TASK:
From the entries below, copy out each line that contains the string "surface".

** Begin **

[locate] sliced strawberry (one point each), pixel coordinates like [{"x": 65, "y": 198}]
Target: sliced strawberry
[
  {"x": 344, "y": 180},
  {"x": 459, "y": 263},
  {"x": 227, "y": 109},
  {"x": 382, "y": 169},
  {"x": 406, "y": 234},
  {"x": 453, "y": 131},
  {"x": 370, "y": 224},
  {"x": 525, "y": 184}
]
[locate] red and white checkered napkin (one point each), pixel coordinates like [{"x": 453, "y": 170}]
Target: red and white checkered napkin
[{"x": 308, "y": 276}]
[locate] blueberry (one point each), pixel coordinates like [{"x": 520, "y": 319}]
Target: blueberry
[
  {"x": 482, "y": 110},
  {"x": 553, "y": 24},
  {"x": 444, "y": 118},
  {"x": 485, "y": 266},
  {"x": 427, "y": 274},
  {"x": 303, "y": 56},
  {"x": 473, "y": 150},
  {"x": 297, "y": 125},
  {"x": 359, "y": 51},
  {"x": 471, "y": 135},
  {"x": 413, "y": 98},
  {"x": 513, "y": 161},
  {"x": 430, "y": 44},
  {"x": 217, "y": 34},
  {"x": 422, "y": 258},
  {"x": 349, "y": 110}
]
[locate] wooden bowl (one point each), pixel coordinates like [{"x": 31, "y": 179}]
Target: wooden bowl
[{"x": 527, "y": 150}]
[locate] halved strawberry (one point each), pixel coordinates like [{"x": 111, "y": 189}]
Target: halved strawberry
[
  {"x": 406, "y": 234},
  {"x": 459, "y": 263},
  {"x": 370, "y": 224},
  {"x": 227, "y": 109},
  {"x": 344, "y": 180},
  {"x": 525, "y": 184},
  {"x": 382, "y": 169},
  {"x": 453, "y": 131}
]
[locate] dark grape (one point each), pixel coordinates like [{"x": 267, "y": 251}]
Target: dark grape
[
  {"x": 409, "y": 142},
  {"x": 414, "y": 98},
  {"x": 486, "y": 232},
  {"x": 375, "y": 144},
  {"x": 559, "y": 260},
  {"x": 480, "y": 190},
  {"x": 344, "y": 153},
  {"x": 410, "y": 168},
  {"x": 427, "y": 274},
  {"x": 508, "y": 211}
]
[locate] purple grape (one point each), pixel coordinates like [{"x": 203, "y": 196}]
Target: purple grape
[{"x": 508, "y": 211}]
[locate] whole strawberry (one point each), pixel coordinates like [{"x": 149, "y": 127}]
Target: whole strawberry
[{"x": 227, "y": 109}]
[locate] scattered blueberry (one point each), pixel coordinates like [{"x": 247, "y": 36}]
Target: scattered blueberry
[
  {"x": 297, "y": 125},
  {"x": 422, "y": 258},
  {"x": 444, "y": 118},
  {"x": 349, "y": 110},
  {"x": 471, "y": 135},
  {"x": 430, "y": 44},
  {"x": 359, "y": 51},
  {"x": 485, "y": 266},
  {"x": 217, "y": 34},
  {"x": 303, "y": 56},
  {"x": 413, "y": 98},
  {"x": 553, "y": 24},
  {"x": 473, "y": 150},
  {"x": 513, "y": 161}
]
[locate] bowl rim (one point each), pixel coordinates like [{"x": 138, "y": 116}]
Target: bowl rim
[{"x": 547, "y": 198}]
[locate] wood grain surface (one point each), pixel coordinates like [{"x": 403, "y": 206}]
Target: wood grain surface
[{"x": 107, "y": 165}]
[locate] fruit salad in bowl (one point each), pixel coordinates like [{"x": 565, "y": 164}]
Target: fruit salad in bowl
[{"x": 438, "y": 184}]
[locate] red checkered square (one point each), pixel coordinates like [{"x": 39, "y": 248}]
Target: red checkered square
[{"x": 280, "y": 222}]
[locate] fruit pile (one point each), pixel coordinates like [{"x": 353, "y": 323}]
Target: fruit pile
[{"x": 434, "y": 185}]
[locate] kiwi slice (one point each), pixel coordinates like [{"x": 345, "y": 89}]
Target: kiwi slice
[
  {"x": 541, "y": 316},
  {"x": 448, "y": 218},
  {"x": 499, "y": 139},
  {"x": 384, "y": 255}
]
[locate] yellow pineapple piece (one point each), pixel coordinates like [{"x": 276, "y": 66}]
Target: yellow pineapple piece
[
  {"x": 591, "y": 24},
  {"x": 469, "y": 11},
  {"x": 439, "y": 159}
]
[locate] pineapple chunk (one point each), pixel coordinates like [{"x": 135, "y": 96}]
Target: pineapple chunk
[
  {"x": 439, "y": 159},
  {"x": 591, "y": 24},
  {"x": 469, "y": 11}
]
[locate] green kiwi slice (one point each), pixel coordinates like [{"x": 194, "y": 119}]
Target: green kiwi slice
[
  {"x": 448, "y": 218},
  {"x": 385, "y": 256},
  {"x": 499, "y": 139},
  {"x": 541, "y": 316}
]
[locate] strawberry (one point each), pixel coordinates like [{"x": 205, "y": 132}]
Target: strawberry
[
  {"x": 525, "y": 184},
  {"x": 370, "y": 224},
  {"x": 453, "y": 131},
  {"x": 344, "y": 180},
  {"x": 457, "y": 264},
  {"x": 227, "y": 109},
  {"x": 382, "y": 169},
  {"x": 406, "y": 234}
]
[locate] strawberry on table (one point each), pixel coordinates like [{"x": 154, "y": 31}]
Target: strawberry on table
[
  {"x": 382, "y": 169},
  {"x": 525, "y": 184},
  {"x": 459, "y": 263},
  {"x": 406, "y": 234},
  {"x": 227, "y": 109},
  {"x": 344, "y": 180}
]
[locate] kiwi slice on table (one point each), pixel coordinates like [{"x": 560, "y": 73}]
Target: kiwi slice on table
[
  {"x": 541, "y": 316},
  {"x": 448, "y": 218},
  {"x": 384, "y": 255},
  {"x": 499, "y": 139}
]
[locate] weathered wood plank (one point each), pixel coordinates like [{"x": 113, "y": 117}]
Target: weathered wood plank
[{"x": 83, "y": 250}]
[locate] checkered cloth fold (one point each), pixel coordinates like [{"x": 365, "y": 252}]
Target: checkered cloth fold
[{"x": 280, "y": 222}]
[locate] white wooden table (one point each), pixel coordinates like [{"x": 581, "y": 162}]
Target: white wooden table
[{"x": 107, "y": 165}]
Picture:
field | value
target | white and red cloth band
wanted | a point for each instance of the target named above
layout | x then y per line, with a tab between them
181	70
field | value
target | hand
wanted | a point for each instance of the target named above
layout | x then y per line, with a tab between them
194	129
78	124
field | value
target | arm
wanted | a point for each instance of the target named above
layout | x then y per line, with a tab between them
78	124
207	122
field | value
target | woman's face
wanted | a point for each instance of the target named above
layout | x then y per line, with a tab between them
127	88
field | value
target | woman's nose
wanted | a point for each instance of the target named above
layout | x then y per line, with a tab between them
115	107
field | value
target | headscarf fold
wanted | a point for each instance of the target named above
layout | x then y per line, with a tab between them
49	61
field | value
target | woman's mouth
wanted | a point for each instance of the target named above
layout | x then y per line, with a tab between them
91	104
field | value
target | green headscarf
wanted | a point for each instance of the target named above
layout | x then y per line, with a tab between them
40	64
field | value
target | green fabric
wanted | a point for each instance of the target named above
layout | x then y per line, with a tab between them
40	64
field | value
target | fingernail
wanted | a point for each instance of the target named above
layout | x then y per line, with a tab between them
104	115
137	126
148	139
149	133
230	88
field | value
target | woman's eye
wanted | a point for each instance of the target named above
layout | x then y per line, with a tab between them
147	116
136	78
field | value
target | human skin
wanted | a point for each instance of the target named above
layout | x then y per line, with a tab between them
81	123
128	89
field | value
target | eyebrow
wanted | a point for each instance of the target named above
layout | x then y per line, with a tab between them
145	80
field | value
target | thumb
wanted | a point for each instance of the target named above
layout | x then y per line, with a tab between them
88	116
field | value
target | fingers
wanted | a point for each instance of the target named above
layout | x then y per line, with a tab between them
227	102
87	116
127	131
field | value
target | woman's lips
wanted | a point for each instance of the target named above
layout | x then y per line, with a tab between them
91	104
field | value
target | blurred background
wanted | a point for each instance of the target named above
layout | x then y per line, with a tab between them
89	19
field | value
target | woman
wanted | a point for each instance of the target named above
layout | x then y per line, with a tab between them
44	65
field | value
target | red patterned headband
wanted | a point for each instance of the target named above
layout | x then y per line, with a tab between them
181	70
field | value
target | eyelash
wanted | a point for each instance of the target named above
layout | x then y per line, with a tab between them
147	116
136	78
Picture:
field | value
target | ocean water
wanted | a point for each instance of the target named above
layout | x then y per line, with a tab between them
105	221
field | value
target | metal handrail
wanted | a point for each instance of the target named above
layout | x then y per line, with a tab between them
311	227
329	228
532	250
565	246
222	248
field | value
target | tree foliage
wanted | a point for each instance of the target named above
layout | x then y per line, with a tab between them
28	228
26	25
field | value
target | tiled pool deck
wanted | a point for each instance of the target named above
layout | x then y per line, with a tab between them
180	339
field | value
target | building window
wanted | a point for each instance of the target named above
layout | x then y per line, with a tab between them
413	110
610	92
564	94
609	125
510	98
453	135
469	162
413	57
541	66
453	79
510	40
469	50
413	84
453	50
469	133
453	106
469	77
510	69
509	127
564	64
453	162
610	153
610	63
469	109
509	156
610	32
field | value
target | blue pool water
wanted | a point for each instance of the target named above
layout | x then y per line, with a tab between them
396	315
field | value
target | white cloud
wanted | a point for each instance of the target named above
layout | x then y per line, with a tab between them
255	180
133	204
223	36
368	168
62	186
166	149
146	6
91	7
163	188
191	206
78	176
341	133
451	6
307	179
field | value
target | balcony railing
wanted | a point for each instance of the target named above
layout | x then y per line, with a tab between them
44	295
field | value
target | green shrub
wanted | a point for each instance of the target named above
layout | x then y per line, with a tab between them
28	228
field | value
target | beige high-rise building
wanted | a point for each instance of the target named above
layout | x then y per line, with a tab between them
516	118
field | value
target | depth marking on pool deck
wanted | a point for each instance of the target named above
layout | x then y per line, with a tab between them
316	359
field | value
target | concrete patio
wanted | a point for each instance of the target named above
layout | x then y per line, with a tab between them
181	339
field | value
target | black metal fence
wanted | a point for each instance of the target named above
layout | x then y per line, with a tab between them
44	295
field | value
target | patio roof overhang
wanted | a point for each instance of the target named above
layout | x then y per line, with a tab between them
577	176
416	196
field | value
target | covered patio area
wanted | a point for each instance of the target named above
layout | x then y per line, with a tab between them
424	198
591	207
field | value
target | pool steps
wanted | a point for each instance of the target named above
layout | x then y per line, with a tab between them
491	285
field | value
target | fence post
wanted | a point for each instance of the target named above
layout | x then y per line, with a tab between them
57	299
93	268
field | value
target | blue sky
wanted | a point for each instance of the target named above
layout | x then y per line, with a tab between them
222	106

** End **
** Begin **

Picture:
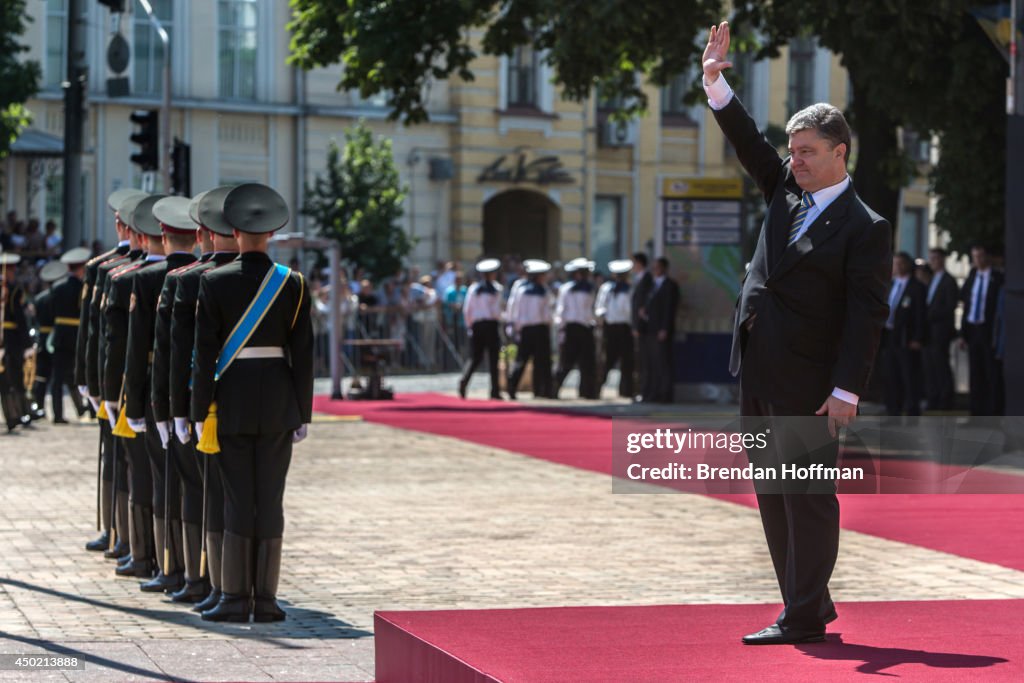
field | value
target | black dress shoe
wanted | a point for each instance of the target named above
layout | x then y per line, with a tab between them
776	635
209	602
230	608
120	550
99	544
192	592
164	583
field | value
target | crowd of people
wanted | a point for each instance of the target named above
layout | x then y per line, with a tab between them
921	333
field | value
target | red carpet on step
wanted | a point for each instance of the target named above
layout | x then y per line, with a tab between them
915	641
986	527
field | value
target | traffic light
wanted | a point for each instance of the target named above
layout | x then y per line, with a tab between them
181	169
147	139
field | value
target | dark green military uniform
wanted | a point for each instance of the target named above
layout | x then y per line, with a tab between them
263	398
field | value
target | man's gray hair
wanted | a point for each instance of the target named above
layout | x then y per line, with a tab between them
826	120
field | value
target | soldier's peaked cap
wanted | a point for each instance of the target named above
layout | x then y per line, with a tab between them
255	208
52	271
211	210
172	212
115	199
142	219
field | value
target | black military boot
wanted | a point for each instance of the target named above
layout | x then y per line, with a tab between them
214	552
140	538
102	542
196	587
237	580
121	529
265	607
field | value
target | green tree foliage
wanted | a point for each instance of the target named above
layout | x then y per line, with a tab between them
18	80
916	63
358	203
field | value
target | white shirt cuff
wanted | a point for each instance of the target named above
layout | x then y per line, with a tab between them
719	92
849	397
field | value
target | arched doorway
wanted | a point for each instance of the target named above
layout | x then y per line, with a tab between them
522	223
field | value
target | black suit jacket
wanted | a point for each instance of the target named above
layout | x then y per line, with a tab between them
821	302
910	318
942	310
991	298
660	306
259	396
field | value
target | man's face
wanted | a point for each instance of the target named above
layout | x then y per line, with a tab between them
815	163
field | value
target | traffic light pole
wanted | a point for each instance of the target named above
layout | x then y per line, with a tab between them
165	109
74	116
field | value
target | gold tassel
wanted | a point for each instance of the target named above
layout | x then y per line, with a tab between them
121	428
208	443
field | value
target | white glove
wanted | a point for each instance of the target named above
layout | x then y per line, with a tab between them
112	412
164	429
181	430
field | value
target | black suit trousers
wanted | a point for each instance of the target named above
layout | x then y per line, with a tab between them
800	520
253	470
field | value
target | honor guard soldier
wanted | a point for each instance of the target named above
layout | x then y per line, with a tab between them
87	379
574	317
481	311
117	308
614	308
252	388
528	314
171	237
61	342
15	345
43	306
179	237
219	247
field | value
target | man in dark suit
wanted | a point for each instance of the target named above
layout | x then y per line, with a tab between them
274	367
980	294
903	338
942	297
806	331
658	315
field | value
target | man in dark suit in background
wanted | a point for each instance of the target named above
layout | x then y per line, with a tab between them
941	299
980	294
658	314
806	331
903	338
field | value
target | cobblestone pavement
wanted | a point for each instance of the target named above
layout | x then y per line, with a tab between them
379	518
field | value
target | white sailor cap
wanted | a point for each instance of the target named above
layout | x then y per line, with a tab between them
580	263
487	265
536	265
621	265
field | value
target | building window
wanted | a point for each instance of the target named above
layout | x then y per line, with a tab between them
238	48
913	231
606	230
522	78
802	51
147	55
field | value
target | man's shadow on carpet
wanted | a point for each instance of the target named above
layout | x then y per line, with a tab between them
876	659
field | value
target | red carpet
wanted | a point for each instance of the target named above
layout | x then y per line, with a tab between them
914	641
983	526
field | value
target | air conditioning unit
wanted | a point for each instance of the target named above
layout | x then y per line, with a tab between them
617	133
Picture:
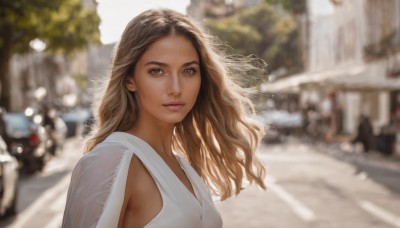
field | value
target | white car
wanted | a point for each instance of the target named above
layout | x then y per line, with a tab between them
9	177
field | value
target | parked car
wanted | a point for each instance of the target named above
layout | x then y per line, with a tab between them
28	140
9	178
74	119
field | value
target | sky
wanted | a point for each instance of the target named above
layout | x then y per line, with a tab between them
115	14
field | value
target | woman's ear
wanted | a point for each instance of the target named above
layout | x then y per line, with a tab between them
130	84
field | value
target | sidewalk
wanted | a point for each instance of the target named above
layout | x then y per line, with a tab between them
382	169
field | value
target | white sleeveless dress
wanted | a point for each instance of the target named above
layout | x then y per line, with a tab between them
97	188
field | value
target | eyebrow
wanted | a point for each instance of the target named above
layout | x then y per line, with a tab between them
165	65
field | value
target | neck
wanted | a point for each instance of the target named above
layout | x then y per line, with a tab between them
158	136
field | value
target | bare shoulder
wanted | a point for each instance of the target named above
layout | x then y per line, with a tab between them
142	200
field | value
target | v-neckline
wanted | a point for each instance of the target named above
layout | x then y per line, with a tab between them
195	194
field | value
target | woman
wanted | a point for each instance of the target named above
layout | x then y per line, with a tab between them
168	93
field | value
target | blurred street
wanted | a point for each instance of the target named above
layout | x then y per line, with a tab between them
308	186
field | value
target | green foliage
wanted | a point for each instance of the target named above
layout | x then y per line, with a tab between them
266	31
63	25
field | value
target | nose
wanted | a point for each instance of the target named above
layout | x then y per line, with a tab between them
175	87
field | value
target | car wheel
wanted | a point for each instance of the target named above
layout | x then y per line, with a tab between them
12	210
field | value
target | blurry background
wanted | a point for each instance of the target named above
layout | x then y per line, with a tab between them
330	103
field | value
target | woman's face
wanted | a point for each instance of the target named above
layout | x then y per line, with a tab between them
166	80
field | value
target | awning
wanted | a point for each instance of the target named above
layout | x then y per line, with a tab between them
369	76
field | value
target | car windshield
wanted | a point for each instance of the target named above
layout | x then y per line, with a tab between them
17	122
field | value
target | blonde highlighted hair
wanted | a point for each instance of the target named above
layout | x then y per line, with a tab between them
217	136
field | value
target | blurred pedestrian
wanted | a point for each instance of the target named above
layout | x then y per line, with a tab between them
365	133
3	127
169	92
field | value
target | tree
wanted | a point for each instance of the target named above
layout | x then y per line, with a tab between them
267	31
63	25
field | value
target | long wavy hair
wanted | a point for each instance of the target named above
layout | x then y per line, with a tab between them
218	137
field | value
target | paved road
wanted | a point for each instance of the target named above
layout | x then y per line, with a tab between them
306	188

** End **
** Begin **

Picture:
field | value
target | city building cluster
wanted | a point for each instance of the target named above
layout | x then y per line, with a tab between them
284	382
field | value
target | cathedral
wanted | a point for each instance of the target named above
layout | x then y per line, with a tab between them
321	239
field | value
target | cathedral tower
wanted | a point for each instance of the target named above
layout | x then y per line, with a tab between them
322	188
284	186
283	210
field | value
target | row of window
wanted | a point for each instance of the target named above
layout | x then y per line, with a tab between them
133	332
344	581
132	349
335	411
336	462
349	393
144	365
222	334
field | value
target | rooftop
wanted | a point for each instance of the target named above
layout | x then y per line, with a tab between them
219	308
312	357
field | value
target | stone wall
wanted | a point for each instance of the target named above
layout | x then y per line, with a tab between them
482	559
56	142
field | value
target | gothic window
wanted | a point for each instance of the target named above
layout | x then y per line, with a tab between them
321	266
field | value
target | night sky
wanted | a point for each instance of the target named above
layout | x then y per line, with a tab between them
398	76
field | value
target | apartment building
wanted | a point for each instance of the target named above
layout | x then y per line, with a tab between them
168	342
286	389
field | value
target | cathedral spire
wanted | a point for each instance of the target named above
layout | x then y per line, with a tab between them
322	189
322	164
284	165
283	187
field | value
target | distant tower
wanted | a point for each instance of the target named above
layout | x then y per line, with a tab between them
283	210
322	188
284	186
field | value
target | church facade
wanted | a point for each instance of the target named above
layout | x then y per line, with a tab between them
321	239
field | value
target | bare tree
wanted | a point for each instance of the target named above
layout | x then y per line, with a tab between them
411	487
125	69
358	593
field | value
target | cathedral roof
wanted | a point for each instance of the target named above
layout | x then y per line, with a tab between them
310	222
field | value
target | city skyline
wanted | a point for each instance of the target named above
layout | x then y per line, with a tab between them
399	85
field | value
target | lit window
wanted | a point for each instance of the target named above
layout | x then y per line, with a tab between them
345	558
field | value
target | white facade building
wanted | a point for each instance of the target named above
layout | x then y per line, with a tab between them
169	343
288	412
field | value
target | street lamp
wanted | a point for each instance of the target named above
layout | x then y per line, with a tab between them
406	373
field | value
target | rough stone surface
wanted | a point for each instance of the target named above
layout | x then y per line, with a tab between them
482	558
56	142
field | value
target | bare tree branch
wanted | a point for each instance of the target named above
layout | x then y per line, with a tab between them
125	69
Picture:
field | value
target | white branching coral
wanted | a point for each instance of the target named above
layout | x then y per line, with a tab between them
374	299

** End **

THE SOLUTION:
[locate] wood grain surface (one point each), pixel coordinates like [{"x": 403, "y": 206}]
Target: wood grain surface
target | rough stone surface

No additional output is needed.